§ What you have to do: Nothing should differ between your answer and the records below.

§ Supplied records:
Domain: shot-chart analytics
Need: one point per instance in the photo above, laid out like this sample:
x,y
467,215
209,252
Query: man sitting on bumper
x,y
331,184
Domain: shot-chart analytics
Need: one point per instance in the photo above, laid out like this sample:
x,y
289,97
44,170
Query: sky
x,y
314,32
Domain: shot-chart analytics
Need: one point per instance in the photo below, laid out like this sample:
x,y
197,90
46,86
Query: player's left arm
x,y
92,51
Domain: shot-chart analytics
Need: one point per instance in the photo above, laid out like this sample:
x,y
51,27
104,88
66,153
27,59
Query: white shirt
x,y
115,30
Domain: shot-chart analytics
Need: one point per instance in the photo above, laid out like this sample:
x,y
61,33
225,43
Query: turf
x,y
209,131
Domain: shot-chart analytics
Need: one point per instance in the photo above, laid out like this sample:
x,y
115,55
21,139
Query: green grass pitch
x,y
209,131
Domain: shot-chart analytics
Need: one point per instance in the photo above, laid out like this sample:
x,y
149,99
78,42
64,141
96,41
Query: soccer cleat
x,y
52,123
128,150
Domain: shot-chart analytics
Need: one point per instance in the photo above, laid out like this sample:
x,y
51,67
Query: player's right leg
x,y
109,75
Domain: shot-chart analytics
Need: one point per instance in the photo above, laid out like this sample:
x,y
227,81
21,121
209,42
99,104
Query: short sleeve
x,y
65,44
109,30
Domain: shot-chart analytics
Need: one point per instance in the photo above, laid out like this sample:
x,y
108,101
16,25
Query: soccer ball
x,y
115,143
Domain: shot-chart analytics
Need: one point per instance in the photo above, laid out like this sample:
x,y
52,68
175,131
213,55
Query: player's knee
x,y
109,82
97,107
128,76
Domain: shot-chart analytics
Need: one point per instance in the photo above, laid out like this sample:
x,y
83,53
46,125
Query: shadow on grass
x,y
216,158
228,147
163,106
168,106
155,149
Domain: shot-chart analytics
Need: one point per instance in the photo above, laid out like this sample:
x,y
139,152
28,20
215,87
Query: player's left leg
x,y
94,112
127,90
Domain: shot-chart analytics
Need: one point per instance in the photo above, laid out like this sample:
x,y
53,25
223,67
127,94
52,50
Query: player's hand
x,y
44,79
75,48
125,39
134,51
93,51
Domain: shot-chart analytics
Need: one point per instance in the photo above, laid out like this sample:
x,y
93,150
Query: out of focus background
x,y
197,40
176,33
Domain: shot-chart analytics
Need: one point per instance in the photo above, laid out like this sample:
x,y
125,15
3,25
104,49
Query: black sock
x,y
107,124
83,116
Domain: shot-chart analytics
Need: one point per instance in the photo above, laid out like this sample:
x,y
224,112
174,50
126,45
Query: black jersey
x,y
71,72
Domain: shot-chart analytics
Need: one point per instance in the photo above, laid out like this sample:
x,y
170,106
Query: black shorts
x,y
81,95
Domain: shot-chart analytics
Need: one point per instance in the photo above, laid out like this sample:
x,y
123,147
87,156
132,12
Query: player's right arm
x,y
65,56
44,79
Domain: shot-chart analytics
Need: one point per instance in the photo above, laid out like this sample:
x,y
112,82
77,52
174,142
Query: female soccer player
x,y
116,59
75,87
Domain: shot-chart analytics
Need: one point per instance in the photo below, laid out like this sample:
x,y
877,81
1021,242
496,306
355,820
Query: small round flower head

§ Written response:
Domain: shot-chart analytics
Need: one point per instance in the photo above, laid out like this sample:
x,y
467,215
209,252
Query: man sitting on bumper
x,y
331,184
Domain: shot-chart analytics
Need: one point per instance in the photo above, laid out like this sample:
x,y
289,97
44,170
Query: sky
x,y
314,32
Domain: shot-chart analytics
Need: one point per instance in the photo below, laid out like this sample:
x,y
197,90
46,86
Query: player's left arm
x,y
92,51
Domain: shot-chart analytics
Need: one point per instance in the photo above, laid out like this sample:
x,y
51,27
104,88
66,153
27,59
Query: white shirt
x,y
115,30
Domain: shot-chart analytics
Need: one point per instance in the photo above, laid out like this sample:
x,y
61,33
225,43
Query: turf
x,y
209,131
Domain: shot-chart analytics
Need: one point per instance in the photo above, laid out like this sample:
x,y
115,55
21,139
Query: green grass pitch
x,y
209,131
Domain: shot-chart analytics
Need: one point per instance in the photo above, laid out like this sample:
x,y
149,99
78,42
64,141
96,41
Query: soccer cleat
x,y
52,123
128,150
Domain: shot-chart analytics
Need: one point per instance in the photo above, laid out like this sample:
x,y
51,67
Query: player's right leg
x,y
109,75
Domain: shot-chart analytics
Need: one point per instance in the photo above, laid out like this sample:
x,y
227,81
21,121
209,42
99,104
Query: short sleeve
x,y
65,44
109,30
Domain: shot-chart analytics
Need: one point per instance in the photo above, laid out like this sample:
x,y
108,101
16,25
Query: soccer ball
x,y
115,143
Domain: shot-chart analytics
Need: one point per instance in the photo above, laid out like this sample:
x,y
52,68
175,131
213,55
Query: player's knee
x,y
109,82
97,107
128,76
Domain: shot-chart analytics
Need: one point per instance in the photo above, laid out like this sample:
x,y
83,53
46,125
Query: shadow on grass
x,y
216,158
228,147
163,106
168,106
155,149
Domain: shot-chart analytics
Need: one point per instance in the photo above, laid out like this sample:
x,y
139,152
28,20
215,87
Query: player's left leg
x,y
94,112
127,90
Domain: shot-chart analytics
Need: one point per instance in the photo above, laid out like this sample:
x,y
53,25
223,67
127,94
52,50
Query: player's hand
x,y
44,79
75,48
125,39
134,51
93,51
Domain: shot-chart analytics
Need: one point per instance in the photo above, laid out like this sample:
x,y
93,150
Query: out of focus background
x,y
197,40
176,33
Domain: shot-chart analytics
Need: one point per instance in the photo above, laid out like this sample:
x,y
125,15
3,25
104,49
Query: black sock
x,y
107,124
83,116
Domain: shot-chart analytics
Need: one point per instance in the photo above, laid out like this sample:
x,y
224,112
174,50
126,45
Query: black jersey
x,y
71,72
Domain: shot-chart analytics
Need: one point per instance in the photo above, laid out like this sample:
x,y
170,106
Query: black shorts
x,y
81,95
Domain: shot-chart analytics
Need: one point per instance in the photo above, laid out like this sample:
x,y
123,147
87,156
132,12
Query: player's right arm
x,y
65,56
44,79
Domain: shot-chart analytics
Need: one point per instance in the photo above, laid out like this sample:
x,y
112,82
77,52
174,142
Query: female soccer player
x,y
116,59
75,87
Domain: shot-chart analytics
Need: one point per instance in the photo below, laid out like this sample:
x,y
877,81
1021,242
496,306
355,820
Query: small round flower head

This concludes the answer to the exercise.